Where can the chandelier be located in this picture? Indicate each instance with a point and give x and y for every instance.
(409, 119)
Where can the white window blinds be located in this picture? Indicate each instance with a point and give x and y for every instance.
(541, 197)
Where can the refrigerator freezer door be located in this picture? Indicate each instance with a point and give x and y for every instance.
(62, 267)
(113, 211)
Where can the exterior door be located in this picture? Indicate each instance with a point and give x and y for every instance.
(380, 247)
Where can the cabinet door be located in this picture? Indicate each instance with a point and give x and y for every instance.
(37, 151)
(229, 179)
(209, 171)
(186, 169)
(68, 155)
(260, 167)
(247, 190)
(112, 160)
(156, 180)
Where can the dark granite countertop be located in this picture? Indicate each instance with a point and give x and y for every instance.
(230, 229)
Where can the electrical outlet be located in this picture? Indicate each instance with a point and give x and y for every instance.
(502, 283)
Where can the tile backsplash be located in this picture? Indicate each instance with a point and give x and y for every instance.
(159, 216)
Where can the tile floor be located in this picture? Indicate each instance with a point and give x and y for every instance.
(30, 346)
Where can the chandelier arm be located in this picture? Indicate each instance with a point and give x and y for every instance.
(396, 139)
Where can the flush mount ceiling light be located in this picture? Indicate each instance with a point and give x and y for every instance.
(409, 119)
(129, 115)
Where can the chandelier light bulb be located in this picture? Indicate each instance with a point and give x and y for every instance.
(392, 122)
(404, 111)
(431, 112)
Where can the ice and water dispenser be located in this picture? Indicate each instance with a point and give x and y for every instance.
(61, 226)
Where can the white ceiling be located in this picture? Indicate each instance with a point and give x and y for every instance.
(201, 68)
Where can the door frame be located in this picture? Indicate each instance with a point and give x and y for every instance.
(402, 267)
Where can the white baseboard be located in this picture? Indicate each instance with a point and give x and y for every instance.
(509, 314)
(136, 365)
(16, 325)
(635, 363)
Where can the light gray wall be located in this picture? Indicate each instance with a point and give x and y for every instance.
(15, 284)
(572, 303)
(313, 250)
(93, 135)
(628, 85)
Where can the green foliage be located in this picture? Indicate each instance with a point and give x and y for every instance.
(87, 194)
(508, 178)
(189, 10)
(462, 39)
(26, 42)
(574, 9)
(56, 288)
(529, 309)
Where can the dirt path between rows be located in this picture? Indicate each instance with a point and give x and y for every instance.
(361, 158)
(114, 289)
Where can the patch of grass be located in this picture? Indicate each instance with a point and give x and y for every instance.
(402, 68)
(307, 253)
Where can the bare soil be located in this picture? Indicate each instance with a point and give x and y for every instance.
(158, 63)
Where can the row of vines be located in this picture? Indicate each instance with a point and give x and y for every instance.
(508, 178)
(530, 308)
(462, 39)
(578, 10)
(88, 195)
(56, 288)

::::

THE TASK: Copy out the full set of records precisely, leaving nothing out.

ANSWER TO THE EXERCISE:
Where can the chandelier be located in this picture? Indicate each instance with a point and give x and y for every instance.
(409, 119)
Where can the white window blinds be located in this picture? Indicate each instance with a point and give x and y for every instance.
(541, 197)
Where can the refrigerator freezer door be located in this picture? Indicate each instance with a point and give x and y for every instance.
(62, 267)
(113, 211)
Where can the exterior door be located in this picture? Indicate each instance with a point and give x and y for every instance.
(380, 247)
Where can the cabinet door be located in this picture? Indicate each instance with a point and give x and y for every instance.
(37, 151)
(229, 179)
(209, 171)
(186, 169)
(68, 155)
(260, 167)
(247, 190)
(112, 160)
(156, 180)
Where can the dark granite countertop be located in this picture? Indicate each instance with a point and give x and y for every instance.
(230, 229)
Where can the electrical outlet be located in this picture? Indicate each instance with a point and give x and y for every instance.
(502, 283)
Where can the tile backsplash be located in this picture? Indicate each instance with a point and give x and y for every instance.
(159, 216)
Where can the tile floor be located in this picture? Indicate each instance with a point and give x and y for every instance.
(30, 346)
Where can the chandelier arm be located in this picture? Indicate each instance with a point and give x and y for every instance.
(396, 139)
Where can the flush mount ceiling light be located in this picture? Indicate each instance with a point and give x and y for every instance.
(409, 119)
(129, 115)
Where can the chandelier light bulb be located in this picture? Indicate each instance with a point and give x and y for every instance.
(392, 122)
(404, 111)
(431, 112)
Where can the ice and water dispenser be located in this picture? Indicate each instance with a point and give x and y for every instance.
(61, 226)
Where can the white ceiling be located in this picture? Indicate each instance with a point and give x and y for every instance.
(201, 68)
Where can the door frame be located in this picture? Indicate each instance with a point and give x and y for every instance.
(402, 267)
Where can the white baseboard be located in this picture? Indicate each instance with a point and give x and y for every instance.
(509, 314)
(136, 365)
(16, 325)
(635, 363)
Where can the light gray wall be located in this picture? Indicate each instance with a point and give x and y for every instance.
(15, 284)
(572, 303)
(313, 250)
(93, 135)
(628, 85)
Where can the green foliage be located in this picture? Indicate each instance with a point and give x and y for every instance.
(87, 194)
(508, 178)
(189, 10)
(462, 39)
(26, 42)
(574, 9)
(56, 288)
(529, 309)
Where can the dirt path between rows be located in this picture? Indicate each instance with a point and give x and y for every instance.
(361, 158)
(114, 289)
Where can the patch of grass be located in this picture? Indicate each instance with a point and give x and y for every instance.
(402, 68)
(307, 253)
Where can the bare soil be located in this picture? Indicate each instance with a point and give x and y for every instance.
(158, 63)
Where can the row of vines be located in this picture? Indicate each instance with a point and give x and y for every instance.
(508, 178)
(530, 308)
(462, 39)
(578, 10)
(88, 195)
(56, 288)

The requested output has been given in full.